▶ [EXTRAIT DU DOCUMENT]
Critique | Taxi Driver : le solitaire de Dieu

 

On peut légitimement s’étonner d’évoquer Taxi Driver lorsqu’on parle de spiritualité chez Martin Scorsese. Ce film raconte en effet la lente dérive d’un chauffeur de taxi dans la solitude et l’abrutissement, aboutissant à un carnage sanglant. Mais que recèle donc Taxi Driver de véritablement spirituel ? C’est sans compter sans la manière unique de Scorsese de filmer New York comme un Enfer sur terre, diablement attirant et chatoyant. Travis Bickle, chauffeur de taxi, aux émotions primaires, incarnera donc la lutte contre le Péché, ainsi que la possibilité de rédemption d’un homme qui n’aperçoit plus la Grâce dans son monde intérieur et extérieur. Pour sauver sa vie bousillée par le quotidien, il ne trouvera rien de mieux que de vouloir se sacrifier sur l’autel d’une dizaine de meurtres, éradiquant la racaille des maquereaux spécialisés dans l’exploitation de prostituées mineures.

Travis (Robert De Niro, mythique), devenu insomniaque, après être revenu du Viet-Nam, accepte de faire le taxi de nuit. Pour sortir de sa torpeur le jour, il tombera amoureux de Betsy, une militante appartenant à l’équipe de campagne présidentielle du sénateur démocrate, Charles Palantine. Mais le rejet de son amour le conduira au meurtre, tant la perte d’amour mène à la haine. Il échouera à attenter à la vie de Palantine, celui qui accapare les journées de sa bien-aimée, et devra se résigner à viser des cibles plus faciles d’accès, les maquereaux d’une rue mal famée de New York qui exploitent une jeune prostituée mineure, Iris (Jodie Foster), avec qui il s’est lié d’amitié.

Dans sa fausse quête spirituelle, sa solitude absolue, sa colère presque fasciste, son besoin d’amour irrépressible, Travis Bickle, c’est l’un de nous, c’est parfois nous-mêmes, dans nos pires moments.

Pour Scorsese, Travis Bickle est le solitaire absolu, l’abandonné de Dieu, comme il l’écrit dans son journal : « La solitude m’a suivi toute ma vie, dans les bars et les autos, sur les trottoirs partout. Il n’y a pas d’issue. Je suis le solitaire de Dieu ». Alors qu’il n’exprime tout du long du film aucun besoin spirituel, Travis fait ainsi référence à Dieu. Un Dieu qui aurait abandonné New York, transformant la ville « en égout à ciel ouvert ». Pour lutter contre le péché, la corruption, la fange, en résumé le Mal, il n’envisage pas d’autre solution que de devenir une sorte d’ange exterminateur qui va nettoyer les rues de la ville, un personnage christique qui ira jusqu’à vouloir se sacrifier lui-même au bout de l’Apocalypse qu’il a lui-même provoquée.

▶ [INFORMATIONS EXTRAITES]
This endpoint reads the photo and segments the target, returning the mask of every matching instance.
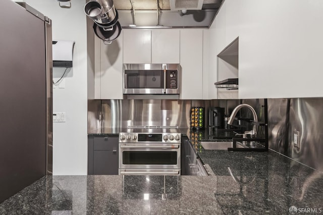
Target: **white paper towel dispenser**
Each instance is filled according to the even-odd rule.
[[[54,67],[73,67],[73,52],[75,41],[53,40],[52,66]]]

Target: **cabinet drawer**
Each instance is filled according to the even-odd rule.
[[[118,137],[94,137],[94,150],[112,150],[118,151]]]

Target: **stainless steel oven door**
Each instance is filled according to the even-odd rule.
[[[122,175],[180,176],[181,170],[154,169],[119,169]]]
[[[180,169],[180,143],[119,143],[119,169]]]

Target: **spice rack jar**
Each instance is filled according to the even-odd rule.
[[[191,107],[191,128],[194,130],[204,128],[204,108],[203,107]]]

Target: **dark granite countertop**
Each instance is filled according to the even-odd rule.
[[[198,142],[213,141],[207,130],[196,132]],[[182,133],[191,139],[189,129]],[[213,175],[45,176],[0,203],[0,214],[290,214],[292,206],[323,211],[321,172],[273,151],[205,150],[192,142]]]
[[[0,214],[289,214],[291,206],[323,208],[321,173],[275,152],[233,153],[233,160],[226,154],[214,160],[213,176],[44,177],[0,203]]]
---
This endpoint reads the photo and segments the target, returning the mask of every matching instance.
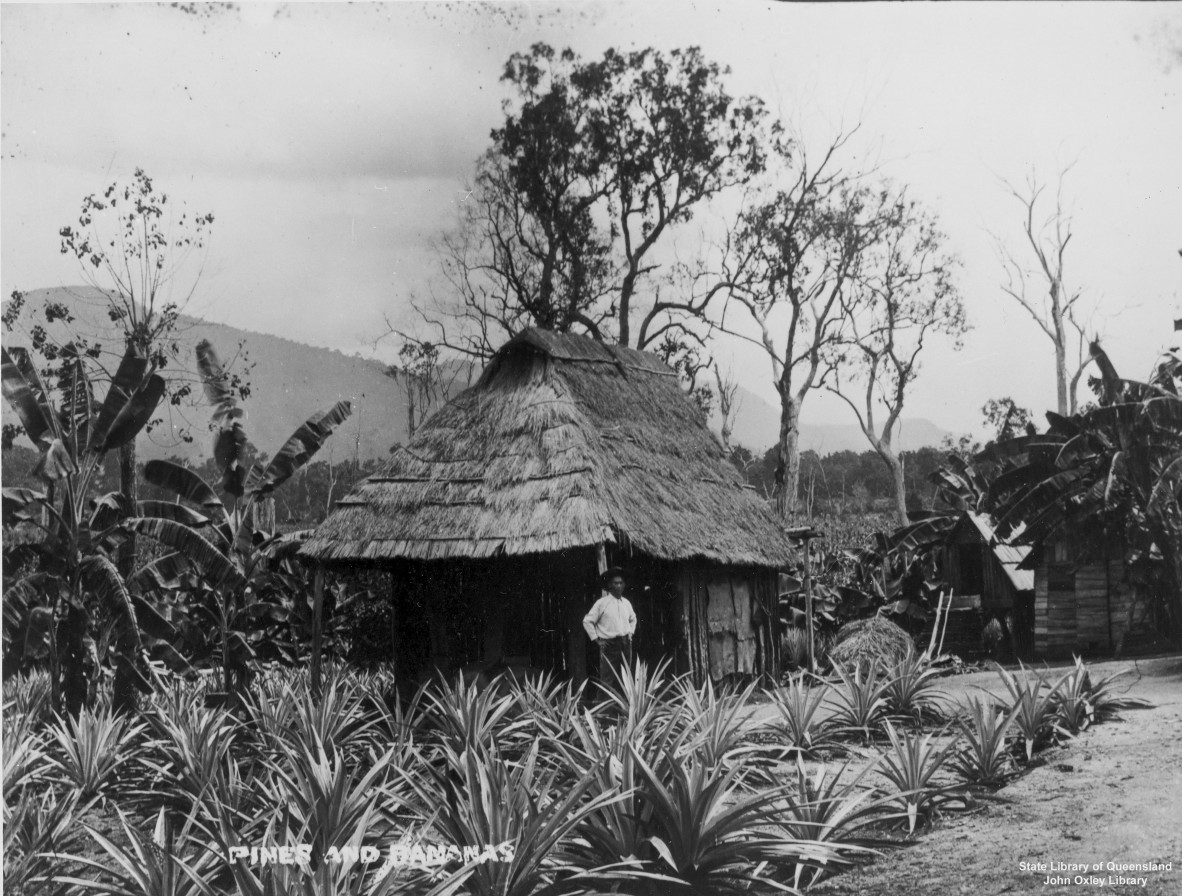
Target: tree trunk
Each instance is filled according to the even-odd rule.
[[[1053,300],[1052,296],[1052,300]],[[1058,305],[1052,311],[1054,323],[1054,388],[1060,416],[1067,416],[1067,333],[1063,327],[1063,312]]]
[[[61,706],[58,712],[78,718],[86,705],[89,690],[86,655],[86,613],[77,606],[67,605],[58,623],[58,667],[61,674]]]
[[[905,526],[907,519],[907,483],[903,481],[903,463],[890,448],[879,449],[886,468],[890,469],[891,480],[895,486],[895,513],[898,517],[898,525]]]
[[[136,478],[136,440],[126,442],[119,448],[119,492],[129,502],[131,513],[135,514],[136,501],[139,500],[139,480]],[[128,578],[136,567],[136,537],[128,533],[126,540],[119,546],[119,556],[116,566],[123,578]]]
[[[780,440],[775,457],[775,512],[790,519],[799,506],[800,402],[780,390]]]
==
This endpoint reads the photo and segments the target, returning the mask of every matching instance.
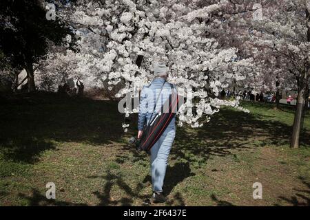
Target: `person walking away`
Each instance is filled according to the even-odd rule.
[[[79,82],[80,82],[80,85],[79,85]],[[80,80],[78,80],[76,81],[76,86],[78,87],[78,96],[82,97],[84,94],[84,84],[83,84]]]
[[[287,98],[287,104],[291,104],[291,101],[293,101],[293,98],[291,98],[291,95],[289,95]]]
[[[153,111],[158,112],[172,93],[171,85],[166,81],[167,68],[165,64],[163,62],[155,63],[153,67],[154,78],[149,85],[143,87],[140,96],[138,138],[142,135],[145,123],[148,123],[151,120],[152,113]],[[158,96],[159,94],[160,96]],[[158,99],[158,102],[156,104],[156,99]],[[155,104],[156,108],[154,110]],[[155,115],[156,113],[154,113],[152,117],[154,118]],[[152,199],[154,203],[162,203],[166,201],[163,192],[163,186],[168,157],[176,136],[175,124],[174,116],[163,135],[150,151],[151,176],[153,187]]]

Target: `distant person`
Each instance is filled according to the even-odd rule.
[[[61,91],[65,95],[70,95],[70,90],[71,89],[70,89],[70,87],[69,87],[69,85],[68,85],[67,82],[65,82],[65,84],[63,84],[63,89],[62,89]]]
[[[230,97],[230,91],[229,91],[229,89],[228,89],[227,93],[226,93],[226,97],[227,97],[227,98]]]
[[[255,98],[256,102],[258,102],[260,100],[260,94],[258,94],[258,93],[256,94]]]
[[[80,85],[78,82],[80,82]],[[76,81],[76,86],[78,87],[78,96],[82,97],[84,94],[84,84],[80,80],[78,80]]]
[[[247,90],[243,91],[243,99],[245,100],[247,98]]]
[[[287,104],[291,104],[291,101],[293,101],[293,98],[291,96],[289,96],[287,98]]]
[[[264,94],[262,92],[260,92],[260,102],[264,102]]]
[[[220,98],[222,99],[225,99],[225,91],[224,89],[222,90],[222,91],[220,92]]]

▶ [À FAIRE]
• a. Réponds à ces questions à l'aide de la critique de Taxi Driver :
(i) Quel acteur joue Travis ?
(ii) Pour quel sénateur travaille Betsy ?
(iii) Comment Travis se nomme-t-il à la fin de la phrase citée de son journal ?
• b. Recopie à l'identique le passage de la critique de Taxi Driver qui va de "Travis (Robert De" à "nos pires moments.".
Les entrées proviennent d'une autre source que la critique de Taxi Driver.

▶ [RÉSULTATS PAR TÂCHE]
• a.
(i) Robert De Niro.
(ii) Le sénateur démocrate Charles Palantine.
(iii) « le solitaire de Dieu ».

• b.
Travis (Robert De Niro, mythique), devenu insomniaque, après être revenu du Viet-Nam, accepte de faire le taxi de nuit. Pour sortir de sa torpeur le jour, il tombera amoureux de Betsy, une militante appartenant à l’équipe de campagne présidentielle du sénateur démocrate, Charles Palantine. Mais le rejet de son amour le conduira au meurtre, tant la perte d’amour mène à la haine. Il échouera à attenter à la vie de Palantine, celui qui accapare les journées de sa bien-aimée, et devra se résigner à viser des cibles plus faciles d’accès, les maquereaux d’une rue mal famée de New York qui exploitent une jeune prostituée mineure, Iris (Jodie Foster), avec qui il s’est lié d’amitié.

Dans sa fausse quête spirituelle, sa solitude absolue, sa colère presque fasciste, son besoin d’amour irrépressible, Travis Bickle, c’est l’un de nous, c’est parfois nous-mêmes, dans nos pires moments.